### Supplied data

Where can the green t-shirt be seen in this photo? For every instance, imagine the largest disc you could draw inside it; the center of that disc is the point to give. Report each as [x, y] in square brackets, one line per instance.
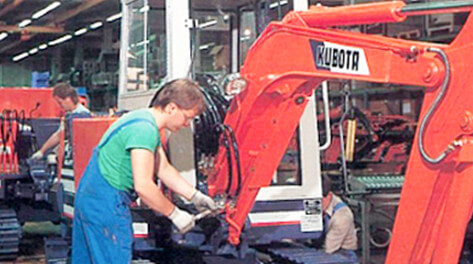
[114, 157]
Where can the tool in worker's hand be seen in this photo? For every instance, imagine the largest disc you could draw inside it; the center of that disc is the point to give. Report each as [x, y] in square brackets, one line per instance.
[206, 213]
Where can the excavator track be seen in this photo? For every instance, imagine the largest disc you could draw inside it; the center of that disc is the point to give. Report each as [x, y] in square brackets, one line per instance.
[300, 255]
[10, 234]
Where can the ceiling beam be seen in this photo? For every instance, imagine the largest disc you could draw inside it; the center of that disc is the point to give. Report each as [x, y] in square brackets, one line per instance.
[32, 29]
[10, 7]
[59, 19]
[73, 12]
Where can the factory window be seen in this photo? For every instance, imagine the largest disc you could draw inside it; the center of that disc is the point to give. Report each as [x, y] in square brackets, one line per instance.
[146, 51]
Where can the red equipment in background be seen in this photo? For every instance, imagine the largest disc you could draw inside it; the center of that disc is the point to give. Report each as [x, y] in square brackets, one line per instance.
[37, 103]
[19, 104]
[94, 129]
[437, 197]
[383, 142]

### Exercise description
Can you write out all the rows above again, requests included, raising every x and y point coordinate in the answers by 10? Leave the pictures out, and don't change any numbers in the requests or their [x, y] format samples.

### Written response
Where can the green t-shirt be seen in this photo? For every instance, imagine the largest disc you could draw inside it; the center of that disc is the point to give. Report each as [x, y] in square brackets, one line per instance.
[124, 167]
Where can the tool in worker's hand be seen in this photo? For every instance, imagine the largest disc you could draw inside it; the center of that disc is the point to give. Report each as [x, y] in square brackets, one line per instance.
[216, 223]
Where can the excavator track be seen in this photo? For every instance, imagine the largest disc you could draw inside it; the center of that disc is the point to give. Report each as [x, y] in square brackets, one line per instance.
[310, 265]
[20, 244]
Where can the ceiling beam be seen in this photo? For every instance, imagine the largest disc you could draw inside it; the center of that disc is the point to give. Report each as [x, y] in square brackets, one line per instance.
[42, 39]
[20, 17]
[69, 29]
[83, 22]
Where can the factory window be seen in this photo? For every instance, imagine the largest disc you could draw inside it; the center of that disc is the point to give. Report each as [x, y] in square brackets, one line per instance.
[156, 61]
Where can the red equipment in background be seen in this photo? For every instance, imagine the largest disc you could draw inside it; the center of that disc is the point to give. Report each as [x, y] in square brackets, one line per instance.
[47, 113]
[29, 114]
[104, 139]
[447, 207]
[393, 152]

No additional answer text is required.